Work required —
Leave out every picture, and return exactly the lines from the line containing "Each instance of the road marking" through the end of the records below, both inclusive.

--- begin ---

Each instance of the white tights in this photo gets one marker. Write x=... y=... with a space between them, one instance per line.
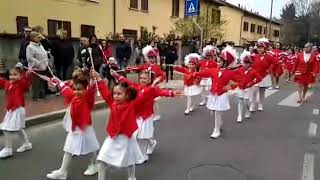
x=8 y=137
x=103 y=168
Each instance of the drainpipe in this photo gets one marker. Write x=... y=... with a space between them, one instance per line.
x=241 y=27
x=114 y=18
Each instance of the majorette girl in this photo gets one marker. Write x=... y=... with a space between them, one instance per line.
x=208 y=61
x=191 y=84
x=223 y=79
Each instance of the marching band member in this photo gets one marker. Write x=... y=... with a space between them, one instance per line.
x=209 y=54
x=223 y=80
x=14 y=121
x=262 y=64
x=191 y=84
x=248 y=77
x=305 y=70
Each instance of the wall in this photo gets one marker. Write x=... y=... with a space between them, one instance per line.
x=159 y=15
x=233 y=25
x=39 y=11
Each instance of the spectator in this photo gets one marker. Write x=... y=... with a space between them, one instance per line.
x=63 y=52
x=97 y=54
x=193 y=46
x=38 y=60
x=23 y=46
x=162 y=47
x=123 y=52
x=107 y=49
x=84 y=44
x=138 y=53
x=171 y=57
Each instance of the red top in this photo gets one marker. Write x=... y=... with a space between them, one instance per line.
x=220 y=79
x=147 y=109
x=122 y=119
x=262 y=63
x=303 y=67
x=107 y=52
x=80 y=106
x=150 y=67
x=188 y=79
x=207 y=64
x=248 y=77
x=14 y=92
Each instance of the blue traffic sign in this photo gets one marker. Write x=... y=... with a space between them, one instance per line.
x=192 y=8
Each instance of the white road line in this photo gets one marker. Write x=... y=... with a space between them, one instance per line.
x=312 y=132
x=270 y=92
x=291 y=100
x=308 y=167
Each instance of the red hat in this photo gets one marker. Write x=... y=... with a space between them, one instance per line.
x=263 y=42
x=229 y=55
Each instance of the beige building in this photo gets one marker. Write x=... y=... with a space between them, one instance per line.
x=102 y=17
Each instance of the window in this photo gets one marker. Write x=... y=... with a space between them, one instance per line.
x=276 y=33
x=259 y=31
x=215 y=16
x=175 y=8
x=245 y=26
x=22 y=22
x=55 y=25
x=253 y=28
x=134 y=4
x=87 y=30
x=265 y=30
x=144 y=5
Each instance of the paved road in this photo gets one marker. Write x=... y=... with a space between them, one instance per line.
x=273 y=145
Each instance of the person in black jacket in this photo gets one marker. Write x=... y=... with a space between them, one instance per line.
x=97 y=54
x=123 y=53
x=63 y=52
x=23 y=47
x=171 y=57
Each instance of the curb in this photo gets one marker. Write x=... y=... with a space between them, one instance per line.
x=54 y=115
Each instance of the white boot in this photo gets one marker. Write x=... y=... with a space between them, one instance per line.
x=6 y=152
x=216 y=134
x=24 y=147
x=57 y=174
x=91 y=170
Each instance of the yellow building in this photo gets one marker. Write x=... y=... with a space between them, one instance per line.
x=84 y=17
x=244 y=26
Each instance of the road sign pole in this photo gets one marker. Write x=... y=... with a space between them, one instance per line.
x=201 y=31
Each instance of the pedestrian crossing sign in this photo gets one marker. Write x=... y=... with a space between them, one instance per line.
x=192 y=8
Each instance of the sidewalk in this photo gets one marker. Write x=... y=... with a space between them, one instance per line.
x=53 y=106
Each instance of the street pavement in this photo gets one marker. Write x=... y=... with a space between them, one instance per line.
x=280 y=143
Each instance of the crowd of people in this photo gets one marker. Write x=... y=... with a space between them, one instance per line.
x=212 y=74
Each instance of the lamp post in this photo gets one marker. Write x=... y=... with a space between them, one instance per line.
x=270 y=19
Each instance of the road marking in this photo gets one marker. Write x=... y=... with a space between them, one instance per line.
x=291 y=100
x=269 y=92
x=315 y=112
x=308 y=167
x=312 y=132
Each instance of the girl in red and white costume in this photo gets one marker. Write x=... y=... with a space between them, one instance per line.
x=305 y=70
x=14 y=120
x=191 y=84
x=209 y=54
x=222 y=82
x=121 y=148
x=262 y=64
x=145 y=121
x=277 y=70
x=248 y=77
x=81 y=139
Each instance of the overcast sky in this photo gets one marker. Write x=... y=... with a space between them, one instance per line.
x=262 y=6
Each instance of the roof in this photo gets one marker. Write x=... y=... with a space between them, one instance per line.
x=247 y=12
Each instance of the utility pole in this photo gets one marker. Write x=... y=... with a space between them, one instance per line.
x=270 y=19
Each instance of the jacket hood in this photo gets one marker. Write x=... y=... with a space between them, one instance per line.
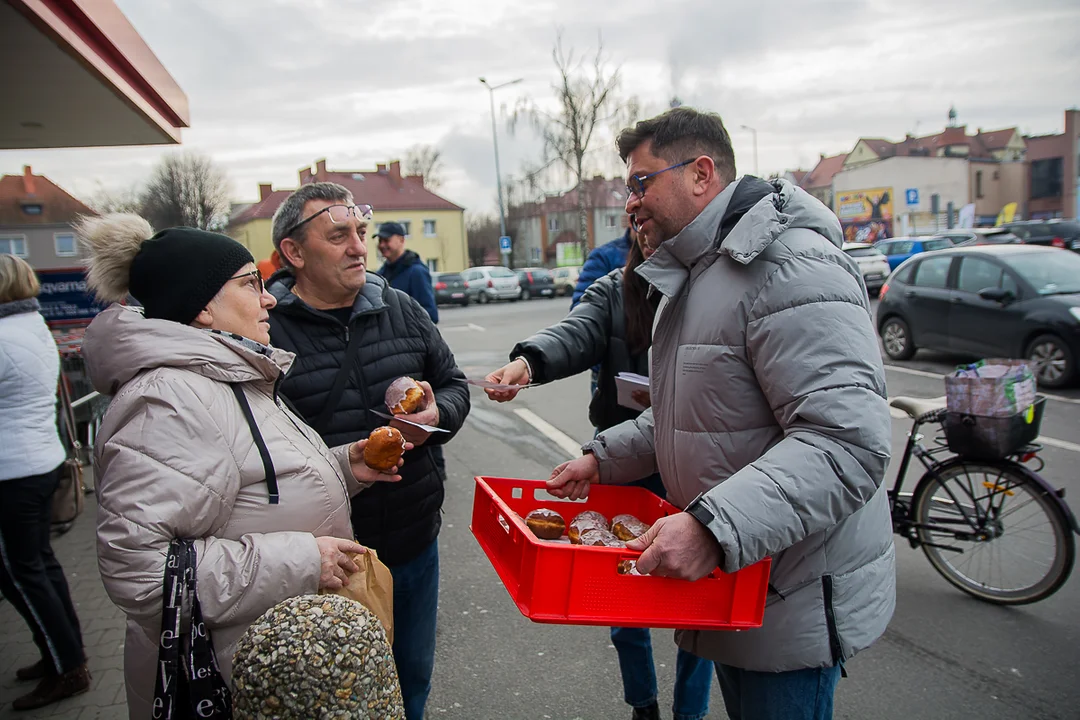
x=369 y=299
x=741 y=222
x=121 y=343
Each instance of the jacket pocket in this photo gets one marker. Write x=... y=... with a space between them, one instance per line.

--- end ---

Solution to the problem —
Each instance of the road marking in this photo gets one marker. Write x=... y=... with a space between them, one instance per line.
x=291 y=100
x=269 y=92
x=315 y=112
x=308 y=167
x=312 y=132
Each instance of the girl in red and white costume in this photo gets one marker. Write x=... y=... with a space between them, one instance per line.
x=305 y=70
x=14 y=120
x=191 y=84
x=209 y=54
x=222 y=82
x=121 y=148
x=262 y=64
x=145 y=121
x=277 y=70
x=248 y=77
x=81 y=139
Each instance of the overcast sky in this photo gets one marker. Write x=... y=... with a space between them, one instance per line.
x=262 y=6
Each instance of the roof in this photo gets one marker. Write x=... y=... with a space between them, one instance per line.
x=247 y=12
Each instance of the utility pole in this photo gets one marker. Write x=... y=... with a space between them, one instance per line.
x=270 y=19
Each instance of the jacket hood in this photo gets one marker. Write x=... y=... with a space between them, one instance per line.
x=369 y=299
x=741 y=222
x=121 y=343
Each instance of the jacket pocket in this photo gets one marker. Write x=... y=... with a space between them, one instance per line.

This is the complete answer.